§ **WORK INSTRUCTIONS**
**1)** Answer each question from the blog post on postmodernism and postsecularism.
(a) On what pretense was modernism premised?
(b) Within what is gathered data inevitably interpreted?
(c) Which two people does the post place in the modernist camp?
**2)** Decide whether each statement agrees with the blog post on postmodernism and postsecularism, and quote the words that settle it.
(a) Under modernism, value became more important than fact.
(b) John Milbank is named as belonging to the postmodern and postsecular camp.
(c) A big-picture story underlies only some points of view.
**3)** Carry the blog post on postmodernism and postsecularism forward from its final sentence.
(SOURCE EXTRACT begins)
Showing posts with label theology. Show all posts
Showing posts with label theology. Show all posts

Monday, December 22, 2008

Postmodernism-Postsecularism: a cursory report

Initial notes (I'm just beginning to understand this, I think):

Modernism or modernity was premised on the pretense of objective knowledge. Part of modernism's fuel was the scientific method and the quest for certainties about the natural world.

This placed religious narratives and myths outside the realm of fact, and fact became more important than value.

However, as postmodernism and postsecularism would insist, there is no purely objective reason or objective rationality within human beings.

We might be able to gather accurate data, but inevitably, that data is interpreted within a web of beliefs and values.

A big-picture story underlies every point of view.

Therefore, while the likes of Bertrand Russell and Richard Dawkins in the modernist camp have been able to say, in so many words, "We do not have enough objective knowledge to say that religious story is historically factual," the likes of John Milbank and others in postmodern and postsecular camp have been able to say, "We do not have enough objective knowledge to say that religious story is a myth."
(SOURCE EXTRACT ends)
(DATASET begins)
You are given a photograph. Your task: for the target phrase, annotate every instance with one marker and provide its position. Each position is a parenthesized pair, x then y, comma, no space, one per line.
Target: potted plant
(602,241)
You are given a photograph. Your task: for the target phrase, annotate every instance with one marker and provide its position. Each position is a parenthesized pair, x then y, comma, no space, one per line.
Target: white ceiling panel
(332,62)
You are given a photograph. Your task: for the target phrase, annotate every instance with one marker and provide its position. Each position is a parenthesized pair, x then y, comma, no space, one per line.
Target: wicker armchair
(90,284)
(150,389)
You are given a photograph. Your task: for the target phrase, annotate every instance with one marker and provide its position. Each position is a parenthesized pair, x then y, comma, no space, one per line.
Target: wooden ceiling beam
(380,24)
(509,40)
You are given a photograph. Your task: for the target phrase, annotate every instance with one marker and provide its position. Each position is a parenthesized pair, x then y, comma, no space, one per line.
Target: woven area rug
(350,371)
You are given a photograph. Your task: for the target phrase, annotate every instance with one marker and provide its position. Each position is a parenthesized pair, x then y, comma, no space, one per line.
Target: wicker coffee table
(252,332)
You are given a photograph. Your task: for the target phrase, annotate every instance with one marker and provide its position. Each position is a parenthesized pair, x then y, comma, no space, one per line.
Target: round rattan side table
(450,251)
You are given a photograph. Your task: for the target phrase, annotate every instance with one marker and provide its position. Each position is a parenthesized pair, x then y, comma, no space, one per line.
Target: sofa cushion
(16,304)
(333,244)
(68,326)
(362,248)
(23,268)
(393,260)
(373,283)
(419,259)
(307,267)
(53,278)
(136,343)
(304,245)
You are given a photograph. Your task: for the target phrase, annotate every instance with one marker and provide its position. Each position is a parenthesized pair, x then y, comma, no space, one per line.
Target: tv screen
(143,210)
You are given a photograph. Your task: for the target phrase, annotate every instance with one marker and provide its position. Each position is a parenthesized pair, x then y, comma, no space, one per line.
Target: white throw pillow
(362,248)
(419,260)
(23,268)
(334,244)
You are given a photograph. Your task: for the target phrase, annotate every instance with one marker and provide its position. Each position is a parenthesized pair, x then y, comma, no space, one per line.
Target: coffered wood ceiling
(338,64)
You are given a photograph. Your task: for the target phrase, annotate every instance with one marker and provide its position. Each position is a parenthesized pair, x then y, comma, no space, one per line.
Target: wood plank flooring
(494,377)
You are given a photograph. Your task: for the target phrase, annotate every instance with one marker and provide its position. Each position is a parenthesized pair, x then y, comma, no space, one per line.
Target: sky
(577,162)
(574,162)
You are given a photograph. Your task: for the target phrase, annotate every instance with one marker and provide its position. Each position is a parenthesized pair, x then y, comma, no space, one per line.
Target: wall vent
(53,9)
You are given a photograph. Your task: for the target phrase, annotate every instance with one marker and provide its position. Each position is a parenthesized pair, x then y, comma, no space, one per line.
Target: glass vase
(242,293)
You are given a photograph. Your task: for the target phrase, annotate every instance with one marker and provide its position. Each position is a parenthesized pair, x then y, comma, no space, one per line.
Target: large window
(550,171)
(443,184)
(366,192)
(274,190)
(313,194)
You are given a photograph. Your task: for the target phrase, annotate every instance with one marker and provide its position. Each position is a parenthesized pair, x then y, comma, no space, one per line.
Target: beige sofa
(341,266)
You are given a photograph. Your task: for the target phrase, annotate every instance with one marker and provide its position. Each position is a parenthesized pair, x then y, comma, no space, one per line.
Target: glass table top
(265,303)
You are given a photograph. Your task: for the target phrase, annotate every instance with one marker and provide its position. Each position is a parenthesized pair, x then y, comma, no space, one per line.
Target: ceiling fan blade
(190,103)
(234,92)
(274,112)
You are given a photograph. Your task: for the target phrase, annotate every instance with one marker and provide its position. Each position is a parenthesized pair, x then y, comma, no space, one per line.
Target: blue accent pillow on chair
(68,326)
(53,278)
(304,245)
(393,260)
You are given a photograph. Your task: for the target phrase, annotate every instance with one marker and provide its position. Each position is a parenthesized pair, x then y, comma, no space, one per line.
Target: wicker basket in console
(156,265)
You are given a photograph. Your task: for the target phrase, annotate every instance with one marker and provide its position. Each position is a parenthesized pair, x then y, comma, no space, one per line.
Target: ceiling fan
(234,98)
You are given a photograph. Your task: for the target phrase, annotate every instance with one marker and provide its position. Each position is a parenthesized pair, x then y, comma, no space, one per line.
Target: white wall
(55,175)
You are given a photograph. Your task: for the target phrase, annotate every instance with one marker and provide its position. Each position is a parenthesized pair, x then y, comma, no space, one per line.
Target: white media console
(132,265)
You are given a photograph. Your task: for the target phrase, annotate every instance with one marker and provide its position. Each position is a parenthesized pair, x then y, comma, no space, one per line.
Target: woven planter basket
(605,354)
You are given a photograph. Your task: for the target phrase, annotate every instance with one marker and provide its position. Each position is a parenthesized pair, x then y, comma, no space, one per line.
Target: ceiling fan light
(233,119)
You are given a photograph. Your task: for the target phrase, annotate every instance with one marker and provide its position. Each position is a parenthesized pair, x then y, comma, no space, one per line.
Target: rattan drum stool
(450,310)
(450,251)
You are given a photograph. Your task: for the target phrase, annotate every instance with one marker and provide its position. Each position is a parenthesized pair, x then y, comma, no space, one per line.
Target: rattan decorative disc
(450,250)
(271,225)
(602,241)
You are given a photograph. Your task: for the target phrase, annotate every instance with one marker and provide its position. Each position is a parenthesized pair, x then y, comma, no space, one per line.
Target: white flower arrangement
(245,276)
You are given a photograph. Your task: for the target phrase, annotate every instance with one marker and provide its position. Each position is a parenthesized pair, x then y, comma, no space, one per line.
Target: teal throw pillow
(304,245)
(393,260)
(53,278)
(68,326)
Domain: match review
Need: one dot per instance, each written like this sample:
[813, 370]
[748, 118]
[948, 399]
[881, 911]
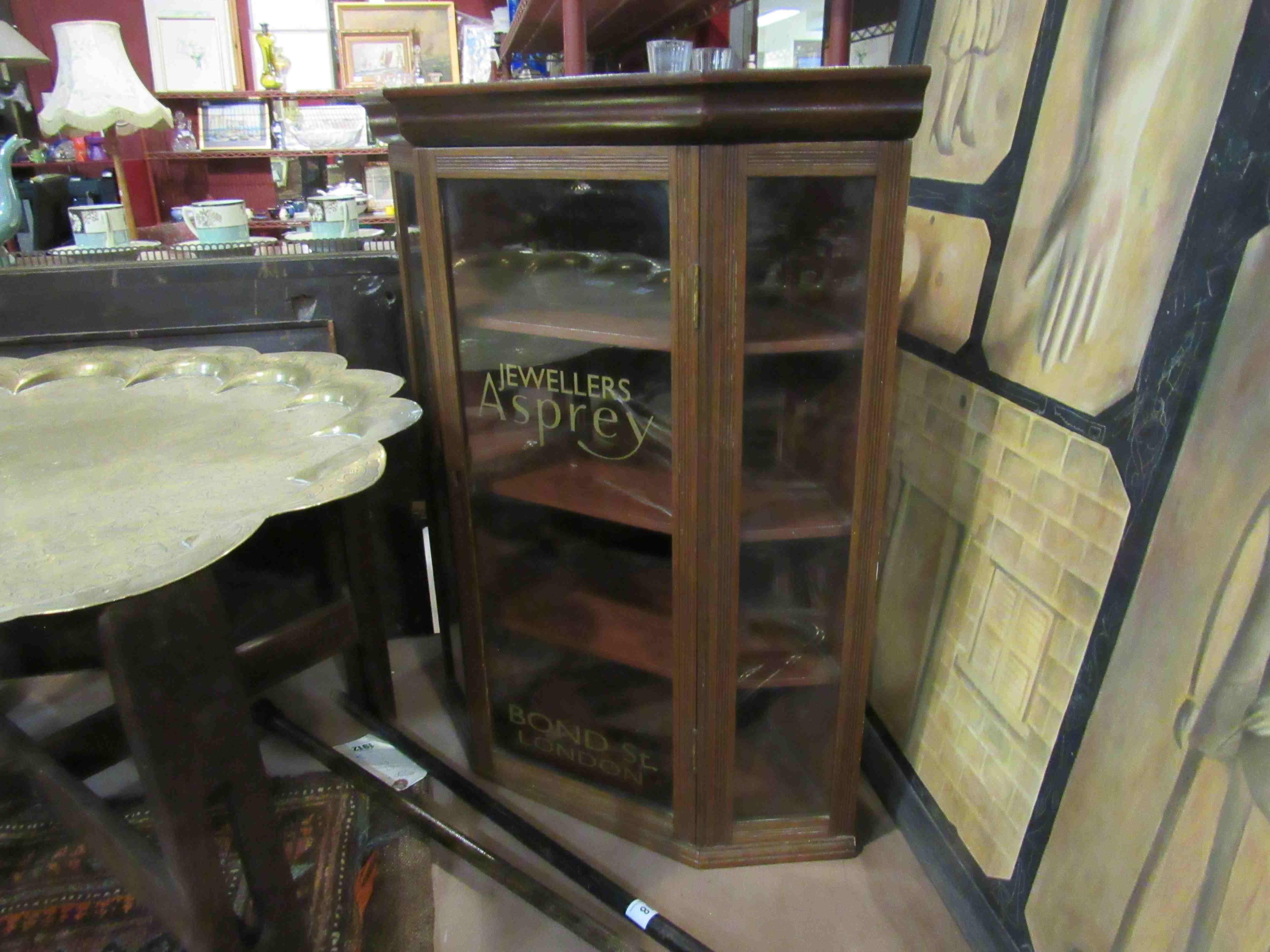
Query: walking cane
[484, 857]
[573, 866]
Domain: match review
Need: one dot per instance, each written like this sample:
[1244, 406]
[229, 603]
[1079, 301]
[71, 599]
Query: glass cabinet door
[563, 303]
[806, 285]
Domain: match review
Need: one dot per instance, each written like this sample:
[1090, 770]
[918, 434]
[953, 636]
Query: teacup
[98, 225]
[333, 216]
[219, 223]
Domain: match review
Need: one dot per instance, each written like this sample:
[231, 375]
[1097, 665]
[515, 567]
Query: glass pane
[563, 305]
[806, 281]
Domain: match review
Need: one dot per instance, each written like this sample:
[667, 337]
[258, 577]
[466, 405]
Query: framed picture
[232, 128]
[376, 60]
[379, 186]
[432, 25]
[193, 45]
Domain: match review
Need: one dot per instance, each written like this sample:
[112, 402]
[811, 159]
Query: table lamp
[97, 89]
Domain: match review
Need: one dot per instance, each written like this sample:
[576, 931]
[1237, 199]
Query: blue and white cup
[333, 216]
[98, 225]
[219, 223]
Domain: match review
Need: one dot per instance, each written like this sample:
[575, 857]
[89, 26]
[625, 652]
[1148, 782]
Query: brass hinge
[696, 298]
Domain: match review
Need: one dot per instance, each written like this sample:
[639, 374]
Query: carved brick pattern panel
[1043, 511]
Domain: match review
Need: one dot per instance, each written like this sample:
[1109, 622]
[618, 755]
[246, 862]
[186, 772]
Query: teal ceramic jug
[11, 206]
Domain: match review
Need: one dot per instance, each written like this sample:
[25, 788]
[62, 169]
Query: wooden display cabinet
[656, 322]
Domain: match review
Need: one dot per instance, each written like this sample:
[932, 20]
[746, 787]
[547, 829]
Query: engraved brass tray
[126, 469]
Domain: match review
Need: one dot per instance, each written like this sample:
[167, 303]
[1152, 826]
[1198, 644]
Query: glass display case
[657, 322]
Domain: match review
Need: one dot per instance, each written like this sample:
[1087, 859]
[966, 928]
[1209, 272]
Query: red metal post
[575, 39]
[837, 51]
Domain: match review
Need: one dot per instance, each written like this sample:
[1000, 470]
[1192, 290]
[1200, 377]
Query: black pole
[613, 895]
[483, 857]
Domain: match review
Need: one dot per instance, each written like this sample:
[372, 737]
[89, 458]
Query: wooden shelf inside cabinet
[88, 167]
[262, 154]
[573, 611]
[611, 25]
[263, 94]
[639, 333]
[275, 225]
[775, 333]
[774, 507]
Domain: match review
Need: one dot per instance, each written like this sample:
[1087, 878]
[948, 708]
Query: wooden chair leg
[186, 714]
[369, 671]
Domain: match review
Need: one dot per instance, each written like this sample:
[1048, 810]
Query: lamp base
[112, 148]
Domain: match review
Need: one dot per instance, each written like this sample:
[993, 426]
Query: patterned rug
[56, 898]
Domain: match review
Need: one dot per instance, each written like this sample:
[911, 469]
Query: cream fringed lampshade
[97, 87]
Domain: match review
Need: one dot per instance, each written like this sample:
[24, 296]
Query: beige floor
[878, 903]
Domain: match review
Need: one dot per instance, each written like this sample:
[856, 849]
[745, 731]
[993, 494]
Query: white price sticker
[641, 913]
[384, 761]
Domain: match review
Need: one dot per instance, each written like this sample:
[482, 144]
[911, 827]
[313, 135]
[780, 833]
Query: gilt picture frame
[374, 60]
[434, 25]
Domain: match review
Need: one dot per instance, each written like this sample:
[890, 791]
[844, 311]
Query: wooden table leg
[368, 667]
[186, 714]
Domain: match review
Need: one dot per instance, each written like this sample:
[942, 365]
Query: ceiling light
[771, 17]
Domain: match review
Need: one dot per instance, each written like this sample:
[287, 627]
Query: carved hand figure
(DATASET ends)
§ **RESPONSES BY ITEM NUMBER**
**1)**
(a) Modernism was premised on the pretense of objective knowledge.
(b) Data is inevitably interpreted within a web of beliefs and values.
(c) Bertrand Russell and Richard Dawkins.

**2)**
(a) No: "fact became more important than value."
(b) Yes: "the likes of John Milbank and others in postmodern and postsecular camp"
(c) No: "A big-picture story underlies every point of view."

**3)**
This is more than merely turning the tables on modernity. It's a realization that beliefs and values cannot be trumped by facts, because facts are always understood within the context of beliefs and values.

While we function with some sense of foundational knowledge by which we make other decisions and judgments about the world around us, at some point, foundational knowledge is taken on faith.

If there is a foundational point of view within some of the theological postsecularists, it would be that there is a God who has all the objective knowledge, and we don't have it.


Clarifications? Better explanations? Denunciations? Additions? Please comment.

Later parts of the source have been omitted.